### Exercise inputs ###

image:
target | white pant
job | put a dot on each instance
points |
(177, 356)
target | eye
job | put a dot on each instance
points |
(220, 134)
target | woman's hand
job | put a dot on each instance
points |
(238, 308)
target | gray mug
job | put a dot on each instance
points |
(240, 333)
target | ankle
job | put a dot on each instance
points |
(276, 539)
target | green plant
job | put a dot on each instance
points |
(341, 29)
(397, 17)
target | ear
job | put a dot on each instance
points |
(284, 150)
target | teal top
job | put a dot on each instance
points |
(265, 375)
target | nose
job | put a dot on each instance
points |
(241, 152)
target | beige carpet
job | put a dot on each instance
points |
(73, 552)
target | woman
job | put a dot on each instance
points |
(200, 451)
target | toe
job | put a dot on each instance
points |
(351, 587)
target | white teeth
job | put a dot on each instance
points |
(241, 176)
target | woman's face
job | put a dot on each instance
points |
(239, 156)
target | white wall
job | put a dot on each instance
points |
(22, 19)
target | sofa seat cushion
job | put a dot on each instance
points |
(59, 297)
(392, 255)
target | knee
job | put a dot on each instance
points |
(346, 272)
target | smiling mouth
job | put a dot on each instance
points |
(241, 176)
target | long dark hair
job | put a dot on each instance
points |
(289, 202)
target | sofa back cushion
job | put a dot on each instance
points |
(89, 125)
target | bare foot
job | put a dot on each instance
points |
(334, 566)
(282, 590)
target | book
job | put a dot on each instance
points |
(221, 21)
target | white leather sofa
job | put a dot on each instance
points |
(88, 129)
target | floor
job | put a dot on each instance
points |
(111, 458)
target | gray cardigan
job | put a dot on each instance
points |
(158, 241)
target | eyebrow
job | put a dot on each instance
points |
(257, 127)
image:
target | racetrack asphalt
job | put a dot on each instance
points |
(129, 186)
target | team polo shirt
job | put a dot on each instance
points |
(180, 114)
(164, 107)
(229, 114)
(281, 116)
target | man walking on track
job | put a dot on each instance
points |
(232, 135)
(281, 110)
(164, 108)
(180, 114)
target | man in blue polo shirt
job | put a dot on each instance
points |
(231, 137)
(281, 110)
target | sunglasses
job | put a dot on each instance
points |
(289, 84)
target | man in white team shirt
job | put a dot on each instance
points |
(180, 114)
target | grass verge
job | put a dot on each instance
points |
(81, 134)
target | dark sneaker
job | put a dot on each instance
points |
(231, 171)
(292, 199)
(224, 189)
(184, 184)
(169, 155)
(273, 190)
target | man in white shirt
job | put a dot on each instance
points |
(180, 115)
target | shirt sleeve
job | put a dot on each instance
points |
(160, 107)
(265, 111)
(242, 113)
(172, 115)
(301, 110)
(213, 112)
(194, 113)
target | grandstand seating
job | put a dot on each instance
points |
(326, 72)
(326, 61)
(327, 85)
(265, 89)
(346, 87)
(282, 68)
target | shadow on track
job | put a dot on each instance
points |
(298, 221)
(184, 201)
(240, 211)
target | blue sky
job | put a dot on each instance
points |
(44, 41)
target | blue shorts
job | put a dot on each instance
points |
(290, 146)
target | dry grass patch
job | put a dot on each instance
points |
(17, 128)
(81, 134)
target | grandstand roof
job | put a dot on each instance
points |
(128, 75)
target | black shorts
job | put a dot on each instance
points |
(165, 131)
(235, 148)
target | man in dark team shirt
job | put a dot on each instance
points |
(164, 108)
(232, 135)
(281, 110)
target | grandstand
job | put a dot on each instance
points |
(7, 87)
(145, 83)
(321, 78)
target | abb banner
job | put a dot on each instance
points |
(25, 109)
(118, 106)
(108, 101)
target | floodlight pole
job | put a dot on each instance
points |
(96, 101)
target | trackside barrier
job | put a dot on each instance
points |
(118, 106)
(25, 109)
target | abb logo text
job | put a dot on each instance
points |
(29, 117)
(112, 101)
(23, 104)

###

* _Directions for this task_
Rewrite every line of the data above as a numbered list, leaving out any blank lines.

* _Response below_
1. image:
2. target | white pant
3. job | put a dot on each instance
4. points |
5. (177, 356)
6. target | eye
7. job | put a dot on each instance
8. points |
9. (220, 134)
10. target | woman's hand
11. job | put a dot on each instance
12. points |
13. (238, 308)
14. target | gray mug
15. job | put a dot on each instance
16. points |
17. (240, 333)
18. target | ankle
19. job | put a dot on each instance
20. points |
21. (276, 539)
22. target | green plant
23. job | put a dot on each instance
24. points |
25. (341, 29)
26. (397, 17)
27. target | ear
28. job | put a dot on each instance
29. points |
30. (284, 150)
31. target | teal top
32. job | put a dot on each instance
33. points |
34. (265, 375)
35. target | nose
36. job | put a dot on each instance
37. points |
38. (241, 152)
39. target | beige carpet
40. job | put a dot on each instance
41. points |
42. (73, 552)
43. target | woman
44. job | put a dot on each instance
45. points |
46. (200, 451)
47. target | toe
48. job | put a dot on each instance
49. points |
50. (351, 587)
51. target | white teeth
52. job | put a dot on each instance
53. points |
54. (241, 176)
55. target | woman's face
56. job | put a dot on each instance
57. points |
58. (239, 156)
59. target | white wall
60. job | put a dot on each instance
61. points |
62. (22, 19)
63. target | sofa seat cushion
64. job | put a dot on each instance
65. points |
66. (59, 297)
67. (392, 255)
68. target | knee
69. job | put a dot on each instance
70. points |
71. (346, 272)
72. target | smiling mouth
73. job | put a dot on each instance
74. points |
75. (241, 176)
76. target | long dark hair
77. job | put a dot on each instance
78. points |
79. (289, 202)
80. target | sofa back cushion
81. job | put a dot on each instance
82. points |
83. (89, 125)
84. target | bare foot
85. job | put a dot on each instance
86. points |
87. (334, 566)
88. (282, 590)
89. target | book
90. job | put a dot on each instance
91. points |
92. (221, 21)
93. target | white leather sofa
94. job | put a dot on each instance
95. points |
96. (88, 129)
97. target | floor
98. job | put a dot on each instance
99. points |
100. (111, 458)
101. target | gray cardigan
102. job | put a dot on each instance
103. points |
104. (158, 241)
105. target | eyebrow
106. job | put a dot on each instance
107. points |
108. (257, 127)
109. image:
110. target | racetrack asphalt
111. job | put a dot on each instance
112. points |
113. (129, 186)
114. target | team polo shirt
115. job | put a dot on each instance
116. points |
117. (180, 114)
118. (164, 107)
119. (229, 114)
120. (281, 116)
121. target | man walking on track
122. job | put a dot on each instance
123. points |
124. (232, 135)
125. (281, 110)
126. (164, 108)
127. (180, 114)
128. target | man in blue polo shirt
129. job | put a dot on each instance
130. points |
131. (231, 137)
132. (281, 110)
133. target | sunglasses
134. job | put a dot on each instance
135. points |
136. (289, 84)
137. target | man in white team shirt
138. job | put a dot on each instance
139. points |
140. (180, 114)
141. target | grass verge
142. job | put a dot on each instance
143. points |
144. (81, 134)
145. target | dark sneaker
146. job | put a dot on each instance
147. points |
148. (231, 171)
149. (292, 199)
150. (224, 189)
151. (184, 184)
152. (169, 155)
153. (273, 190)
154. target | man in white shirt
155. job | put a dot on each instance
156. points |
157. (180, 115)
158. target | shirt sleeve
159. job | put a dot on each instance
160. points |
161. (160, 107)
162. (265, 111)
163. (242, 113)
164. (172, 115)
165. (301, 110)
166. (213, 112)
167. (194, 113)
168. target | grandstand seating
169. job | put a dot on each instance
170. points |
171. (326, 72)
172. (326, 61)
173. (327, 85)
174. (265, 89)
175. (346, 87)
176. (282, 68)
177. target | shadow on track
178. job | put a dot on each instance
179. points |
180. (298, 221)
181. (184, 201)
182. (240, 211)
183. target | blue sky
184. job | put a dot on each instance
185. points |
186. (44, 41)
187. target | blue shorts
188. job | put a dot on each instance
189. points |
190. (290, 146)
191. target | dry grass patch
192. job | put a dot on each instance
193. points |
194. (17, 128)
195. (81, 134)
196. target | grandstand roof
197. job | put a dot on each instance
198. points |
199. (128, 75)
200. target | black shorts
201. job | put a dot on each instance
202. points |
203. (165, 131)
204. (235, 148)
205. target | man in dark team shirt
206. job | put a dot on each instance
207. points |
208. (164, 108)
209. (232, 135)
210. (281, 110)
211. target | grandstand
212. job | put a dot on each instance
213. points |
214. (7, 87)
215. (145, 83)
216. (321, 78)
217. target | abb banner
218. job | put a dot on each instance
219. points |
220. (25, 109)
221. (118, 106)
222. (108, 101)
223. target | floodlight pole
224. job | put a dot on each instance
225. points |
226. (96, 101)
227. target | trackside barrier
228. job | put a dot on each instance
229. points |
230. (118, 106)
231. (25, 109)
232. target | abb logo text
233. job | put a dot on each instance
234. points |
235. (29, 117)
236. (112, 101)
237. (23, 104)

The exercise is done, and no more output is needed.